# Task data
_ _ _
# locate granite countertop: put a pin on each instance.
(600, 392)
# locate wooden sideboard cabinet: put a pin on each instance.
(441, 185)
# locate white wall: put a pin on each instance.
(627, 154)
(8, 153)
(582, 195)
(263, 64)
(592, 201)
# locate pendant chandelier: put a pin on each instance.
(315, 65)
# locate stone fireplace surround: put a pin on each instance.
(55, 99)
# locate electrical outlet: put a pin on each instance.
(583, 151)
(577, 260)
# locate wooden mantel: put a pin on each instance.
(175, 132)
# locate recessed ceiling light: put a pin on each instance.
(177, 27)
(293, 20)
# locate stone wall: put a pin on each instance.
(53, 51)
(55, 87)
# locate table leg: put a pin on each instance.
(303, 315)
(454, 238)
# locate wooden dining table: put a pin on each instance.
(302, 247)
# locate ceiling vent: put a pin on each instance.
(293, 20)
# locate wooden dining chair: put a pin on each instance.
_ _ _
# Task to complete
Copy all of the entries above with "place a marker" substituted for every occurrence of "put a pin", and change nothing else.

# Solution
# locate granite countertop: place a marker on each instance.
(600, 392)
# locate wooden sideboard cabinet: place a marker on each instance.
(441, 185)
# locate white wall: place a marker on each instance.
(627, 154)
(8, 153)
(582, 195)
(263, 64)
(592, 201)
# locate pendant chandelier: place a marker on each instance.
(315, 65)
# locate stone fireplace surround: place a marker on each instance.
(55, 99)
# locate electrical outlet: place a marker on each instance.
(583, 151)
(577, 260)
# locate wooden mantel: place a marker on each instance.
(175, 132)
# locate recessed ceiling light: place a marker on each instance.
(177, 27)
(293, 20)
# locate stone wall: place a marker on each instance.
(53, 51)
(55, 87)
# locate table leg: place a marker on each instance.
(303, 315)
(454, 238)
# locate wooden dining table: place a marker on each instance.
(302, 247)
# locate ceiling vent: place a marker on each instance.
(293, 20)
# locate wooden dining chair: place a marker on each instance.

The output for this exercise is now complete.